= Directions =
Pick out each line in the material below that has the word "gravel" in it and copy those lines out. Upper and lower case must match.

|---|

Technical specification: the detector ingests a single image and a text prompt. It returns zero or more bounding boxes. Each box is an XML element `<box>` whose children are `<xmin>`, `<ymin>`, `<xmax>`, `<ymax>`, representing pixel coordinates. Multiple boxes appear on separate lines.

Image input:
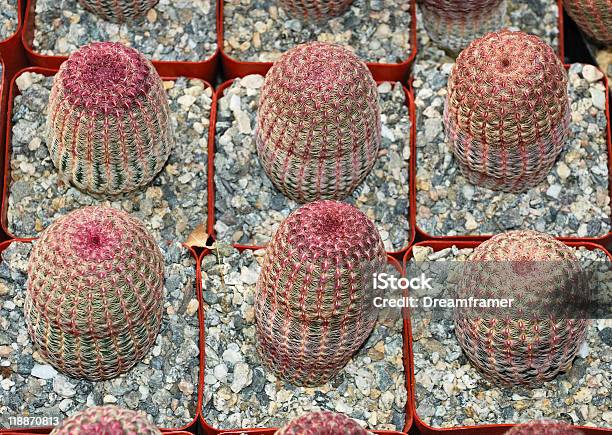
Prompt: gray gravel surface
<box><xmin>0</xmin><ymin>0</ymin><xmax>19</xmax><ymax>42</ymax></box>
<box><xmin>223</xmin><ymin>0</ymin><xmax>412</xmax><ymax>64</ymax></box>
<box><xmin>0</xmin><ymin>242</ymin><xmax>199</xmax><ymax>427</ymax></box>
<box><xmin>202</xmin><ymin>244</ymin><xmax>407</xmax><ymax>430</ymax></box>
<box><xmin>32</xmin><ymin>0</ymin><xmax>217</xmax><ymax>62</ymax></box>
<box><xmin>413</xmin><ymin>44</ymin><xmax>611</xmax><ymax>237</ymax></box>
<box><xmin>7</xmin><ymin>73</ymin><xmax>212</xmax><ymax>245</ymax></box>
<box><xmin>215</xmin><ymin>75</ymin><xmax>411</xmax><ymax>251</ymax></box>
<box><xmin>412</xmin><ymin>246</ymin><xmax>612</xmax><ymax>428</ymax></box>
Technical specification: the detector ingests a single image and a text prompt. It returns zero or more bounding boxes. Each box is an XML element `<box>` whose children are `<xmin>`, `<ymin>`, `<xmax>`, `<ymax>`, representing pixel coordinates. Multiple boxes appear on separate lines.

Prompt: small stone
<box><xmin>186</xmin><ymin>299</ymin><xmax>199</xmax><ymax>316</ymax></box>
<box><xmin>53</xmin><ymin>375</ymin><xmax>76</xmax><ymax>397</ymax></box>
<box><xmin>15</xmin><ymin>73</ymin><xmax>33</xmax><ymax>92</ymax></box>
<box><xmin>240</xmin><ymin>74</ymin><xmax>264</xmax><ymax>89</ymax></box>
<box><xmin>557</xmin><ymin>162</ymin><xmax>572</xmax><ymax>181</ymax></box>
<box><xmin>176</xmin><ymin>95</ymin><xmax>196</xmax><ymax>107</ymax></box>
<box><xmin>32</xmin><ymin>364</ymin><xmax>57</xmax><ymax>379</ymax></box>
<box><xmin>590</xmin><ymin>88</ymin><xmax>606</xmax><ymax>110</ymax></box>
<box><xmin>231</xmin><ymin>362</ymin><xmax>253</xmax><ymax>393</ymax></box>
<box><xmin>546</xmin><ymin>184</ymin><xmax>561</xmax><ymax>199</ymax></box>
<box><xmin>582</xmin><ymin>65</ymin><xmax>603</xmax><ymax>83</ymax></box>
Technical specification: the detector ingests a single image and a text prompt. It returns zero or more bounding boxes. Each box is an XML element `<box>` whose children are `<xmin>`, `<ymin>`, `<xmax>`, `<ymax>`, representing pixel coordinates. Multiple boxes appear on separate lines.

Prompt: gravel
<box><xmin>413</xmin><ymin>44</ymin><xmax>611</xmax><ymax>237</ymax></box>
<box><xmin>7</xmin><ymin>73</ymin><xmax>212</xmax><ymax>245</ymax></box>
<box><xmin>202</xmin><ymin>244</ymin><xmax>407</xmax><ymax>430</ymax></box>
<box><xmin>223</xmin><ymin>0</ymin><xmax>412</xmax><ymax>64</ymax></box>
<box><xmin>412</xmin><ymin>246</ymin><xmax>612</xmax><ymax>428</ymax></box>
<box><xmin>0</xmin><ymin>0</ymin><xmax>19</xmax><ymax>42</ymax></box>
<box><xmin>32</xmin><ymin>0</ymin><xmax>217</xmax><ymax>62</ymax></box>
<box><xmin>0</xmin><ymin>242</ymin><xmax>200</xmax><ymax>428</ymax></box>
<box><xmin>215</xmin><ymin>75</ymin><xmax>411</xmax><ymax>251</ymax></box>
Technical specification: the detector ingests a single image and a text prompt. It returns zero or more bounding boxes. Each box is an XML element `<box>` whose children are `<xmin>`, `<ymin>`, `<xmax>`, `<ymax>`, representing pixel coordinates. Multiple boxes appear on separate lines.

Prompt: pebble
<box><xmin>0</xmin><ymin>0</ymin><xmax>19</xmax><ymax>42</ymax></box>
<box><xmin>32</xmin><ymin>0</ymin><xmax>217</xmax><ymax>62</ymax></box>
<box><xmin>32</xmin><ymin>364</ymin><xmax>57</xmax><ymax>379</ymax></box>
<box><xmin>202</xmin><ymin>247</ymin><xmax>407</xmax><ymax>430</ymax></box>
<box><xmin>215</xmin><ymin>75</ymin><xmax>410</xmax><ymax>250</ymax></box>
<box><xmin>0</xmin><ymin>242</ymin><xmax>200</xmax><ymax>428</ymax></box>
<box><xmin>408</xmin><ymin>246</ymin><xmax>612</xmax><ymax>429</ymax></box>
<box><xmin>223</xmin><ymin>0</ymin><xmax>412</xmax><ymax>64</ymax></box>
<box><xmin>6</xmin><ymin>75</ymin><xmax>212</xmax><ymax>242</ymax></box>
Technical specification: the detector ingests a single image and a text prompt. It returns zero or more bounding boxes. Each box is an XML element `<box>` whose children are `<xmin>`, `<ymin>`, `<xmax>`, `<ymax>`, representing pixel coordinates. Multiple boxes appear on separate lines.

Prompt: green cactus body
<box><xmin>46</xmin><ymin>42</ymin><xmax>174</xmax><ymax>196</ymax></box>
<box><xmin>24</xmin><ymin>207</ymin><xmax>164</xmax><ymax>380</ymax></box>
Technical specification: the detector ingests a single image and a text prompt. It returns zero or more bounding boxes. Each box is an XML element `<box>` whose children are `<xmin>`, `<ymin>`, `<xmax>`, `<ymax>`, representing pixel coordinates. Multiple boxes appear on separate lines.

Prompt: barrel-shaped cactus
<box><xmin>279</xmin><ymin>0</ymin><xmax>353</xmax><ymax>23</ymax></box>
<box><xmin>444</xmin><ymin>30</ymin><xmax>570</xmax><ymax>192</ymax></box>
<box><xmin>51</xmin><ymin>405</ymin><xmax>161</xmax><ymax>435</ymax></box>
<box><xmin>506</xmin><ymin>420</ymin><xmax>584</xmax><ymax>435</ymax></box>
<box><xmin>419</xmin><ymin>0</ymin><xmax>507</xmax><ymax>53</ymax></box>
<box><xmin>275</xmin><ymin>411</ymin><xmax>371</xmax><ymax>435</ymax></box>
<box><xmin>79</xmin><ymin>0</ymin><xmax>159</xmax><ymax>24</ymax></box>
<box><xmin>256</xmin><ymin>42</ymin><xmax>381</xmax><ymax>202</ymax></box>
<box><xmin>46</xmin><ymin>42</ymin><xmax>174</xmax><ymax>195</ymax></box>
<box><xmin>255</xmin><ymin>200</ymin><xmax>386</xmax><ymax>385</ymax></box>
<box><xmin>24</xmin><ymin>207</ymin><xmax>164</xmax><ymax>380</ymax></box>
<box><xmin>454</xmin><ymin>231</ymin><xmax>590</xmax><ymax>387</ymax></box>
<box><xmin>563</xmin><ymin>0</ymin><xmax>612</xmax><ymax>45</ymax></box>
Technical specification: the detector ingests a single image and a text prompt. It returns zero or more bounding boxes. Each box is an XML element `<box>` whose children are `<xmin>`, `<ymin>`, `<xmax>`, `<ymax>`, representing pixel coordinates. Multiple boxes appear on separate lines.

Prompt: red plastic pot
<box><xmin>0</xmin><ymin>67</ymin><xmax>217</xmax><ymax>238</ymax></box>
<box><xmin>217</xmin><ymin>0</ymin><xmax>418</xmax><ymax>83</ymax></box>
<box><xmin>403</xmin><ymin>237</ymin><xmax>612</xmax><ymax>435</ymax></box>
<box><xmin>408</xmin><ymin>65</ymin><xmax>612</xmax><ymax>249</ymax></box>
<box><xmin>198</xmin><ymin>254</ymin><xmax>414</xmax><ymax>435</ymax></box>
<box><xmin>0</xmin><ymin>239</ymin><xmax>204</xmax><ymax>435</ymax></box>
<box><xmin>208</xmin><ymin>79</ymin><xmax>416</xmax><ymax>259</ymax></box>
<box><xmin>21</xmin><ymin>0</ymin><xmax>219</xmax><ymax>82</ymax></box>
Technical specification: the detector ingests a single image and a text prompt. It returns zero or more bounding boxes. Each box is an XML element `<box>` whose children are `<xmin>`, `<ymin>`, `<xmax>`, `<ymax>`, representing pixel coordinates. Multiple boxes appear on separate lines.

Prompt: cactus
<box><xmin>275</xmin><ymin>411</ymin><xmax>371</xmax><ymax>435</ymax></box>
<box><xmin>46</xmin><ymin>42</ymin><xmax>174</xmax><ymax>195</ymax></box>
<box><xmin>454</xmin><ymin>231</ymin><xmax>589</xmax><ymax>387</ymax></box>
<box><xmin>255</xmin><ymin>200</ymin><xmax>386</xmax><ymax>386</ymax></box>
<box><xmin>444</xmin><ymin>30</ymin><xmax>570</xmax><ymax>192</ymax></box>
<box><xmin>79</xmin><ymin>0</ymin><xmax>159</xmax><ymax>23</ymax></box>
<box><xmin>24</xmin><ymin>207</ymin><xmax>164</xmax><ymax>380</ymax></box>
<box><xmin>419</xmin><ymin>0</ymin><xmax>507</xmax><ymax>54</ymax></box>
<box><xmin>279</xmin><ymin>0</ymin><xmax>353</xmax><ymax>23</ymax></box>
<box><xmin>51</xmin><ymin>405</ymin><xmax>161</xmax><ymax>435</ymax></box>
<box><xmin>506</xmin><ymin>420</ymin><xmax>584</xmax><ymax>435</ymax></box>
<box><xmin>563</xmin><ymin>0</ymin><xmax>612</xmax><ymax>45</ymax></box>
<box><xmin>256</xmin><ymin>42</ymin><xmax>381</xmax><ymax>202</ymax></box>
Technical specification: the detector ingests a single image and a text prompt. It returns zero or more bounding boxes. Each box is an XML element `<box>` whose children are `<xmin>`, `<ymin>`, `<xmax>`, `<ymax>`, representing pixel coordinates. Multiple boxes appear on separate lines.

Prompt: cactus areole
<box><xmin>454</xmin><ymin>231</ymin><xmax>590</xmax><ymax>387</ymax></box>
<box><xmin>255</xmin><ymin>201</ymin><xmax>386</xmax><ymax>385</ymax></box>
<box><xmin>444</xmin><ymin>30</ymin><xmax>570</xmax><ymax>192</ymax></box>
<box><xmin>46</xmin><ymin>42</ymin><xmax>174</xmax><ymax>196</ymax></box>
<box><xmin>256</xmin><ymin>42</ymin><xmax>381</xmax><ymax>202</ymax></box>
<box><xmin>24</xmin><ymin>207</ymin><xmax>164</xmax><ymax>380</ymax></box>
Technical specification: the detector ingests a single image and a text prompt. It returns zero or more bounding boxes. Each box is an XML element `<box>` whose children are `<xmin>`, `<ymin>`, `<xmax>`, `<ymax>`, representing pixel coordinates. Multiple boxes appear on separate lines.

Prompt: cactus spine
<box><xmin>46</xmin><ymin>42</ymin><xmax>174</xmax><ymax>195</ymax></box>
<box><xmin>255</xmin><ymin>201</ymin><xmax>386</xmax><ymax>385</ymax></box>
<box><xmin>51</xmin><ymin>406</ymin><xmax>161</xmax><ymax>435</ymax></box>
<box><xmin>563</xmin><ymin>0</ymin><xmax>612</xmax><ymax>45</ymax></box>
<box><xmin>419</xmin><ymin>0</ymin><xmax>507</xmax><ymax>53</ymax></box>
<box><xmin>256</xmin><ymin>42</ymin><xmax>381</xmax><ymax>202</ymax></box>
<box><xmin>444</xmin><ymin>30</ymin><xmax>570</xmax><ymax>192</ymax></box>
<box><xmin>24</xmin><ymin>207</ymin><xmax>164</xmax><ymax>380</ymax></box>
<box><xmin>454</xmin><ymin>231</ymin><xmax>589</xmax><ymax>387</ymax></box>
<box><xmin>275</xmin><ymin>411</ymin><xmax>371</xmax><ymax>435</ymax></box>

|---|

= Result of this exercise =
Prompt: gray gravel surface
Prompt: gravel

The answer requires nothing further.